GIVEN PROBLEM 1: Which places does the article on anti-LGBTQ hate crimes in Arizona name as reporting a higher rate of such incidents than Arizona?
GIVEN PROBLEM 2: Write the next part of the news article on anti-LGBTQ hate crimes in Arizona, picking up after its final paragraph.

**** EXCERPT PROVIDED

A report released yesterday ranked Arizona near the top of a prominent list.
Unfortunately, that report listed the Copper State 5th highest for reported incidents of hate crimes against the LGBTQ community.
The ranking was published by Security.org, an organization which analyzed FBI crime data compiled from 2013 through 2019 to produce its study, entitled “The Rise of Anti-LGBT Hate Crimes by State.”
According to the report issued Sept. 11, the number of reported anti-LGBTQ hate crimes in the state increased by 30% since 1996; such crimes were reported at a rate of 0.95 per 100,000 residents.
Only the District of Columbia, Vermont, Washington and Massachusetts reported a higher rate of incidents.
Measured as a portion of the total number of reported bias-motivated crimes, more than 23% of all in Arizona’s incidents targeted members of the LGBTQ community, ranking the state 10th in that category.
Nevada, Wyoming, D.C., Oklahoma, Wisconsin, Texas, California, Maryland and Delaware all ranked higher in that category.
While the prevalence of hate-inspired violence may reasonably stoke fears among members of targeted communities, one local advocate says the reality isn’t as bleak as the data may suggest.
Jeremy Helfgot, proprietor of the firm H.M. Helfgot Communications, is a spokesperson for Phoenix Pride, an advocacy group for the LGBTQ community in Arizona.
He said participation at Phoenix Pride events has grown exponentially over the past decade, inspiring optimism despite negative perceptions.
“Obviously, that news is alarming and its a trend of which the community has been aware. But, that said, there is constant work being done to address these issues on multiple levels, from continuing the educate the public, to working through policy, to working with the appropriate law enforcement agencies at every level – local, state and federal – to ensure that the community is safe,” Mr. Helfgot said.
The Pride festival, hosted at Steele Indian School Park in Phoenix in April, drew more than 50,000 participants, while an estimated 10,000 spectators cheered on a parade of more than 4,000 participants at the two-day event.
Though public events, such as pride parades, may enflame some critics and, perhaps, inspire activism against the community, the value of engagement transcends any potential negative response, Mr. Helfgot suggested.
“I think there will always be elements of backlash. We see it at our festival and parade every year. There’s always a small handful of very loud protestors outside the gates, but those are to most, on the heaviest day, a couple of dozen people in a sea of thousands and thousands and thousands of supporters,” he said. “I think the success and the impact that events like these have becomes very clear in their positive results.”
Mr. Helfgot praised local civic and law enforcement officials for their efforts to combat hate crimes, citing examples in Phoenix and Tempe, where ordinances target anti-LGBTQ crimes and provide additional protections against discrimination based on sexual orientation, even though there are currently no state statutes recognizing those distinctions.
The Phoenix Police Department assigns several detectives to investigate reported bias-based crimes and examines other violent crime cases to determine if bias may have played a role, explained police spokesman Sgt. Tommy Thompson.
“We have detectives assigned to reviewing incidents to find out if they are biased crimes or if we’ve missed one that could be classified as a biased crime,” Mr. Thompson said.

********
**** MATERIAL SHOWN

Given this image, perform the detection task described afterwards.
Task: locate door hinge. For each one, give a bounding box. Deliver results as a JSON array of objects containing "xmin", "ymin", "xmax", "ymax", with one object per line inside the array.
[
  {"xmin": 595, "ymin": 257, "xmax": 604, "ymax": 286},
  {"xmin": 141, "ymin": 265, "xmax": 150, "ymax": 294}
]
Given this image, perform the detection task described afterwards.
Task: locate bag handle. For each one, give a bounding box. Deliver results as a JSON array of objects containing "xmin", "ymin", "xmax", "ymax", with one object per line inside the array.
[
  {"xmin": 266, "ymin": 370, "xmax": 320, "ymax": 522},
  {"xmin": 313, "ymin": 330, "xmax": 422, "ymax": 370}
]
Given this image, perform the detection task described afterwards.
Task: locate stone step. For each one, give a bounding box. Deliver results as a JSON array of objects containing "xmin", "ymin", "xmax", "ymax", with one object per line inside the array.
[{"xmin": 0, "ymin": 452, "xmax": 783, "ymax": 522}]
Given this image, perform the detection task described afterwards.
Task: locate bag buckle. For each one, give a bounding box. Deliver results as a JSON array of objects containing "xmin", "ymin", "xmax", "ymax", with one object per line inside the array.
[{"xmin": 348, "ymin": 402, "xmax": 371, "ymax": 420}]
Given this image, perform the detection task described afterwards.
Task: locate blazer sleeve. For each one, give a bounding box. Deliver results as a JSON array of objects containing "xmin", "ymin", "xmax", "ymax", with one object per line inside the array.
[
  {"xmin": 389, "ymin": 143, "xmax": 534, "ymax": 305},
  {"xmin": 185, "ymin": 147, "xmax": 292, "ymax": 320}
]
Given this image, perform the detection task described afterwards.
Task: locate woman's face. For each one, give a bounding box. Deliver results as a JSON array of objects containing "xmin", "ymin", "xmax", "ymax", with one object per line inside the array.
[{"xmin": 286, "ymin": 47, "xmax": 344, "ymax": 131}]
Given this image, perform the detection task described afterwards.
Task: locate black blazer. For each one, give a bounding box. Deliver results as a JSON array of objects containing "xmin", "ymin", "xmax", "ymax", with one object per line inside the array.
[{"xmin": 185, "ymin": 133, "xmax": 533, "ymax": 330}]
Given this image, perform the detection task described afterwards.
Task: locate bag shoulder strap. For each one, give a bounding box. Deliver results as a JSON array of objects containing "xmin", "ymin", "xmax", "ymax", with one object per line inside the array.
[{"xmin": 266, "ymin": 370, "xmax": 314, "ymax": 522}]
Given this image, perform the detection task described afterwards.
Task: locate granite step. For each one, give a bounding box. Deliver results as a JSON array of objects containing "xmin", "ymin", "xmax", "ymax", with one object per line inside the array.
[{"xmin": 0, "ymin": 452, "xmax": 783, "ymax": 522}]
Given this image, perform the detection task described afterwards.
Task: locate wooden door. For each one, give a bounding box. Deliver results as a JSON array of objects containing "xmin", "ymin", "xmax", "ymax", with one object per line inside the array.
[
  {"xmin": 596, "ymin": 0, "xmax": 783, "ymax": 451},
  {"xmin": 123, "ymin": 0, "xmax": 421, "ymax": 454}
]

********

FINAL RESULT 1: The District of Columbia, Vermont, Washington and Massachusetts.

FINAL RESULT 2:
He said detectives don’t only consider crimes, which may be motivated against the LGBTQ community – but rather, they investigate crimes directed against numerous vulnerable populations.
“It’s not uncommon to have the LGBTQ community. It’s not uncommon to have different racial communities that are involved or religious groups,” Mr. Thompson said. “When we talk about biased crimes, we look at everything in which a person might be biased against another person, whether it be race, religion, sexual orientation. And our department is committed to ensuring the rights of everyone.”
While searching for evidence of specific bias against victims, detectives are diligent not to jump to conclusions; they consider a variety of criteria before assigning the label.
Racially tinged foul language alone, for instance, may not provide a definitive indicator of hate-motive when investigating an altercation or other violent incident, he said.
Mr. Thompson suggested that not all communities are as diligent in investigating bias in their violent crime investigations, while others may not choose to report them as rigorously.
Higher rates of hate crimes reported in federal data may, in part, reflect his department’s commitment to highlighting the problem, he offered.
“If we’re out there beating the bushes, if we’re out there trying to find out about it after the case, then common sense tells that we’re going to have more than somebody that’s not doing anything about it,” Mr. Thompson said.
Mr. Helfgot, who identified himself as a straight ally of the LGBTQ community, said the Phoenix Pride organization relies on donations of time and money to support their efforts.
The group always needs volunteers to assist with logistics and other needs at its large public events, as well as professional and administrative workers at the organization’s Phoenix office, he said.
“The events that Pride produces are massive in scale and they are heavily volunteer-driven,” Mr. Helfgot said. “There are also opportunities at all kind of levels to engage, to have a good time, to be a part of the community and to actually help make the event a success.”
Their next big event — the Phoenix Rainbows Festival — is slated for 10 a.m.-6 p.m. Saturday-Sunday, Nov. 2-3 at Heritage Square Park in Phoenix. To learn more about the free public event, visit rainbowsfestival.org.
For more information about other Phoenix Pride events and volunteer opportunities, visit phoenixpride.org.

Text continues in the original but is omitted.